• **READING TEXT**

•••

And a lot of these things that women have achieved, things like advanced degrees, which I have, and working outside the home, which I do, you know, I think we can appreciate these things and we can recognize that on a natural law level, these things could have happened.
They didn't have to happen in such a way that we destroy everything, where, you know, we're Just have ground everything down into disorder and chaos and dystopia, really.
So I think that that's really where the problem lies.
And this is, you know, one of the surprising things is just how much guilt is heaped upon those of us who don't think that feminism went about this in the right way.
And, you know, I hear things like, you should feel guilty because you have an advanced degree, because feminism gave that to you.
And it just, you know, it's incredible because it just, you realize too, like, look at all the damage that it has caused, particularly now what we're seeing with young girls transitioning and, you know, all that irreparable damage that's being done to their bodies and so on.
So anyway, I think that the guilt factor is one that's kept a lot of us silent, but that is a huge problem because we could have gotten to this point in a totally different manner.
Yeah. I mean, just listening to you, Kerry, I see now a parallel, which I don't think I'd seen before, between feminism and sort of trans ideology.
Because trans ideology is something like this.
I am biologically a male, but in my mind, I am a female.

•••

• **Image point grounding data**
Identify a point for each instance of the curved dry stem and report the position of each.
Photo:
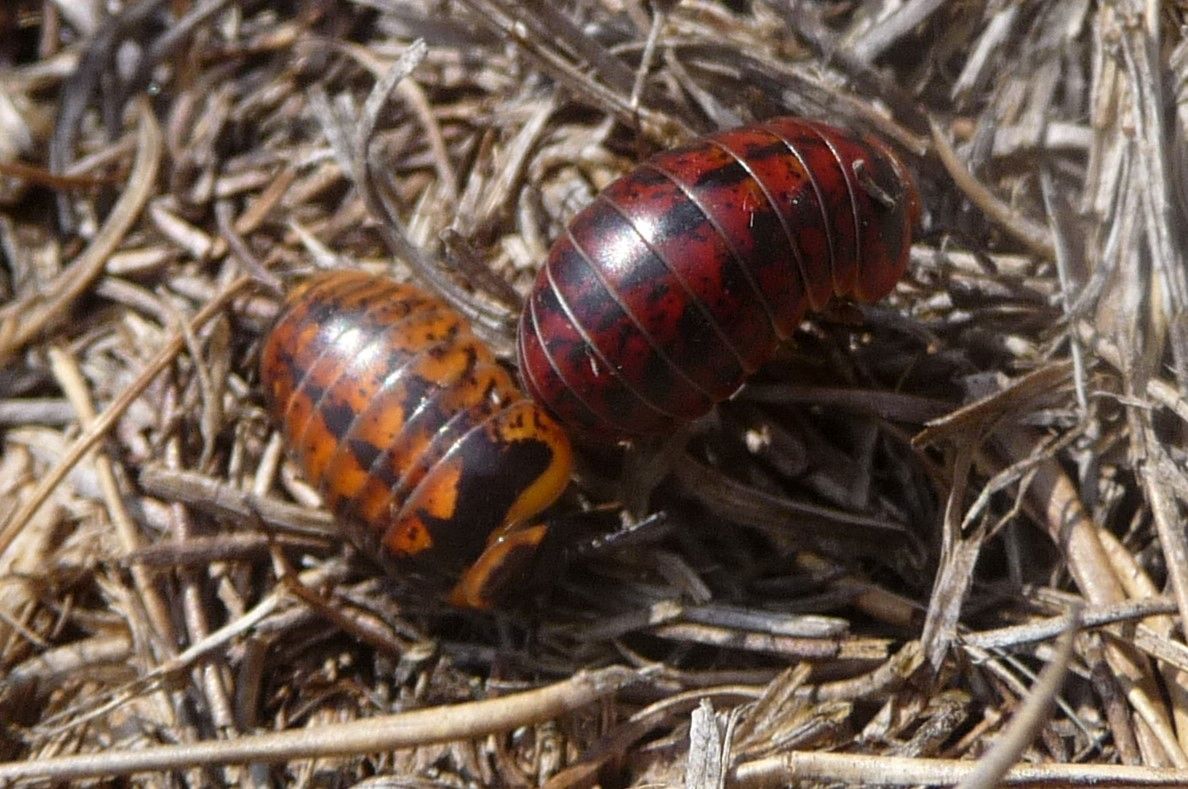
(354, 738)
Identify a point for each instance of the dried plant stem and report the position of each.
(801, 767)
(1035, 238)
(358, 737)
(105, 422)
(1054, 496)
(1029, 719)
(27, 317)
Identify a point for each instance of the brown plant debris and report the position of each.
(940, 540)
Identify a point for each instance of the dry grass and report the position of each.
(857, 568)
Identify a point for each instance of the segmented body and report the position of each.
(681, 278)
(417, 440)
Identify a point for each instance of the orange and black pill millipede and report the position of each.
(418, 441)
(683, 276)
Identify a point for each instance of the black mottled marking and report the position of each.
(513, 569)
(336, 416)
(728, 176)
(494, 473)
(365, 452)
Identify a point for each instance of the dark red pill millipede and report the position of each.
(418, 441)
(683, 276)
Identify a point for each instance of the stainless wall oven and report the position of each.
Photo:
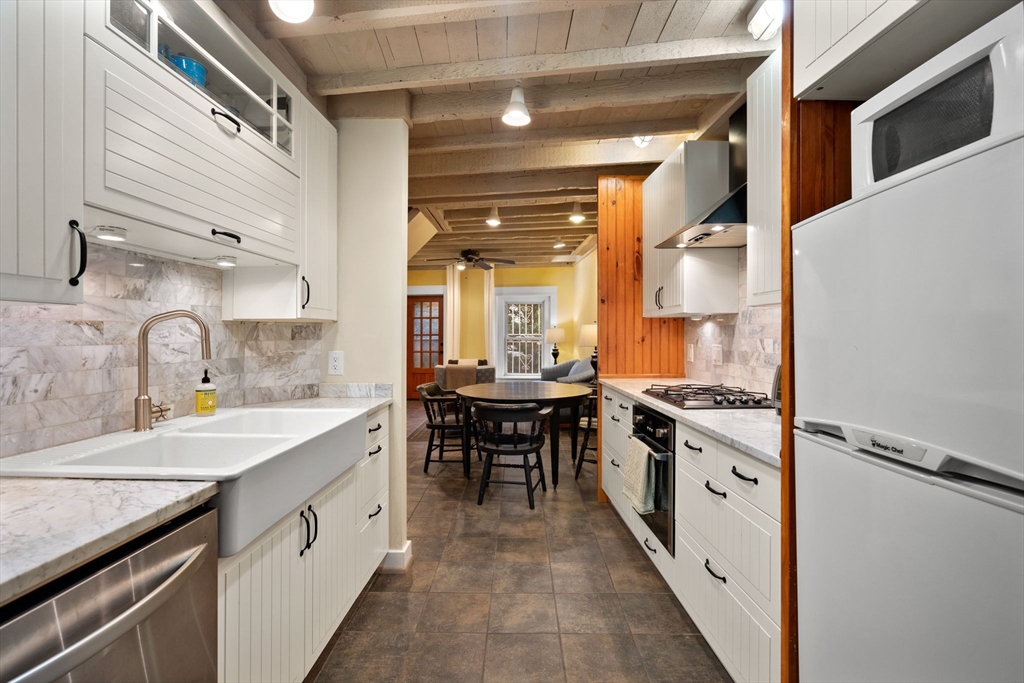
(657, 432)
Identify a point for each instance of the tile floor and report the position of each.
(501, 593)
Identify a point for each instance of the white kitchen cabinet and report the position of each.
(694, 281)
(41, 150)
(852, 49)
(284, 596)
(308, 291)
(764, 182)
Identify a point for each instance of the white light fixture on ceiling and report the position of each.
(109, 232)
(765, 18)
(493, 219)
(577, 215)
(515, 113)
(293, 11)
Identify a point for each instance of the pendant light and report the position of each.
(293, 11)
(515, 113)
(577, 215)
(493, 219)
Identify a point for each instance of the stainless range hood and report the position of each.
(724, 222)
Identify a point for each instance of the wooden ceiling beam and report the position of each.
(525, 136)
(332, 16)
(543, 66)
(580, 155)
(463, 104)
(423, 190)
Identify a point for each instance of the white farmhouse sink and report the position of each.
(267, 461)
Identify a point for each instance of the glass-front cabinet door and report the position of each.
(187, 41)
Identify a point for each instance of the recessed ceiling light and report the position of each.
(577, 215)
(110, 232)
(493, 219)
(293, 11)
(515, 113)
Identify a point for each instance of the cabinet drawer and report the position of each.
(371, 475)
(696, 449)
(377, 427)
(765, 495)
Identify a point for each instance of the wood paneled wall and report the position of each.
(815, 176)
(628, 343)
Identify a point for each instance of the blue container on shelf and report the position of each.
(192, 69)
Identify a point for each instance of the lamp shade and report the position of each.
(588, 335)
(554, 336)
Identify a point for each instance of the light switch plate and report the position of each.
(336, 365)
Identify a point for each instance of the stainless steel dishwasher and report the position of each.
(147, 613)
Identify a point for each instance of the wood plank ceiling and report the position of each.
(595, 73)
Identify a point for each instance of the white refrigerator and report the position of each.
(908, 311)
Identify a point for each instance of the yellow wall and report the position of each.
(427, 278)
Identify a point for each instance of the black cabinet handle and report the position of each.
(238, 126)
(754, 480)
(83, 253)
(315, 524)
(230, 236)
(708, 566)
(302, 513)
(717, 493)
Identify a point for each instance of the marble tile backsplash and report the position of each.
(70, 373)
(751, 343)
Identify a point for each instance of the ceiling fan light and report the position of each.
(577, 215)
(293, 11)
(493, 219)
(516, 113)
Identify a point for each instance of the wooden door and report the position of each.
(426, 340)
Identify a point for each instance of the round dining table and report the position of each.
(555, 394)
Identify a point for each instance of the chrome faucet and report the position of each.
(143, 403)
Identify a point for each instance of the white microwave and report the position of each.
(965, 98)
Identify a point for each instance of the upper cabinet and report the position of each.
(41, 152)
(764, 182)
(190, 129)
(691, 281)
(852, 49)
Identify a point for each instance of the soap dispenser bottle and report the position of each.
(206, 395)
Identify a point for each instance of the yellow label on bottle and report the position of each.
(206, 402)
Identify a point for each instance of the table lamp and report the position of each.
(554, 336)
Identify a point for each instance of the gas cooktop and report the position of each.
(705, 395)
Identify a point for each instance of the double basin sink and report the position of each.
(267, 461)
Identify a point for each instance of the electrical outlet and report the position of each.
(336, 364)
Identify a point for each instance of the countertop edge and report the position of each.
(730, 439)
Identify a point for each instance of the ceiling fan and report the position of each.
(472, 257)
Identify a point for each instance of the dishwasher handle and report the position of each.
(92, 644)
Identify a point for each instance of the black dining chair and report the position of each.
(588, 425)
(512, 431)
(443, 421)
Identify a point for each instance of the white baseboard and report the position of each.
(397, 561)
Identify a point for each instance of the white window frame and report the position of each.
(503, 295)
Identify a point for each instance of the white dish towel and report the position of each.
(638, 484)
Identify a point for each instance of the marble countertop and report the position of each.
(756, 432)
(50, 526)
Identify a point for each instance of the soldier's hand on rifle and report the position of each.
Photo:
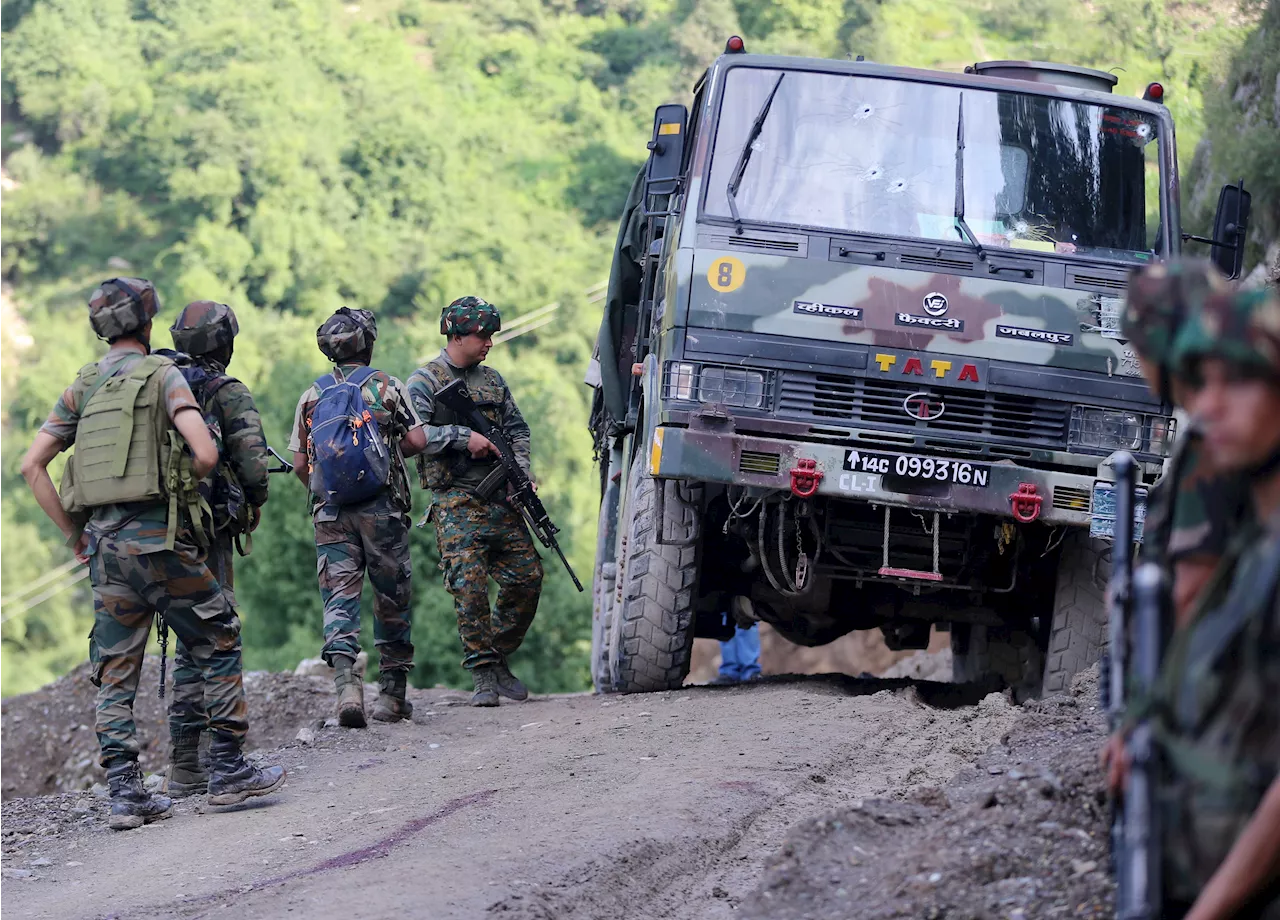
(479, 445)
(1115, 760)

•••

• **REQUIRED WORK**
**1.** In the transcript on feminism, what two things does the second speaker see a parallel between?
**2.** Copy word for word the part of the transcript on feminism starting at "And this is, you" and ending at "bodies and so on.".
**3.** Carry the transcript on feminism forward from its last line.

• **ANSWER SET**
**1.** Feminism and trans ideology.

**2.**
And this is, you know, one of the surprising things is just how much guilt is heaped upon those of us who don't think that feminism went about this in the right way.
And, you know, I hear things like, you should feel guilty because you have an advanced degree, because feminism gave that to you.
And it just, you know, it's incredible because it just, you realize too, like, look at all the damage that it has caused, particularly now what we're seeing with young girls transitioning and, you know, all that irreparable damage that's being done to their bodies and so on.

**3.**
And therefore, there's no reason I can't either become female or recognize the female in me that always was there, that somehow is not sort of corroborated by my physical parts.
So... If I think about what that is, it's sort of an attack on nature, isn't it?
It's an attack on what is biologically given.
And what you're saying is that the feminists are kind of doing the same thing.
Men and women start from a certain biological and presumably accompanying psychological given.
And if the whole message to girls from the time they grow up is you can be like a boy, you can be better than a boy, everything that a boy has you can have.
I mean, there's a certain trans element in that, isn't there?
Yeah, no, it's already been, you know, embedded into us into a certain way.
And so this is why it's so natural that the trans movement would come out of it.
So yeah, it's definitely a distortion of human nature and our desire to sort of recreate it into something that is culturally, you know, approved.
How do we get out of this?
Part of it is creating an awareness of the way things used to be, the way things ought to be.
But is there a way to deprogram the culture, so to speak, when we've had, as you say, 50 years of this and more?
Yeah. Yeah. Well, I think a lot of it is going to have to come from women.
And, you know, this is one of the hopes for my book is to help women understand they're not alone, because I think so many of us who don't agree with feminism just feel like the pressure from the culture is so intense that we don't realize there's actually a lot of us who feel this way.
I don't think it's going to can come from men very easily because, you know, men just have been taught that they're never going to win an argument about feminism.
This is not going to be something that they can Really engage in, unless it's in a very tactful way, like, you know, Matt Walsh is asking what a woman is.
But I think by and large, you know, men need to be the best men that they can be.
But it's really women that need to speak up more vocally and start pushing back, especially, you know, in our schools and whatnot.
I think it's exciting to see groups like Moms of America and Moms for Liberty trying to get involved in school boards and in politics and in ways that their voices can be heard, because that's just what Exactly what we haven't had.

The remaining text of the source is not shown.